*Extracted entries*
Content starts

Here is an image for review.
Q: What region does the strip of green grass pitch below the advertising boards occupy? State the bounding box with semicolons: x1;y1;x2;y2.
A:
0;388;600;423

Content ends
Content starts

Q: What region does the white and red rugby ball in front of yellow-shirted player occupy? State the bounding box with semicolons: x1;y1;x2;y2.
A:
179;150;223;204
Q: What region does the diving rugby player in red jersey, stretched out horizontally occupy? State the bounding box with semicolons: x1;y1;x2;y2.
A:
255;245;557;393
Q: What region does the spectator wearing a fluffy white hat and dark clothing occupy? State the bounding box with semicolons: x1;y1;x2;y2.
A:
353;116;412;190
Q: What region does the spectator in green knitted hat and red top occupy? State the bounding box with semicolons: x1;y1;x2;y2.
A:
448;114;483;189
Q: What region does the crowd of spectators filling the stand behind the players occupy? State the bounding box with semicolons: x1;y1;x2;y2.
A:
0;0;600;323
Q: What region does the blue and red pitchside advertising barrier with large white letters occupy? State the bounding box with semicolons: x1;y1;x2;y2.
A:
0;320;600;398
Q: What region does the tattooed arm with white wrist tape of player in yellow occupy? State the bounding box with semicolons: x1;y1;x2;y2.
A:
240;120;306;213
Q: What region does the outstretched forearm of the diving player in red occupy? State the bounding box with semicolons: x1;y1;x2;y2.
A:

Content ends

*Directions for this task*
Show every line above in which the word "diving" occurs.

*Answer to this exercise*
Q: What region does the diving rugby player in red jersey, stretched out horizontally occupy? State the bounding box with semicolons: x1;y1;x2;y2.
Q: What region does the outstretched forearm of the diving player in red occupy? State the bounding box with semicolons: x1;y1;x2;y2.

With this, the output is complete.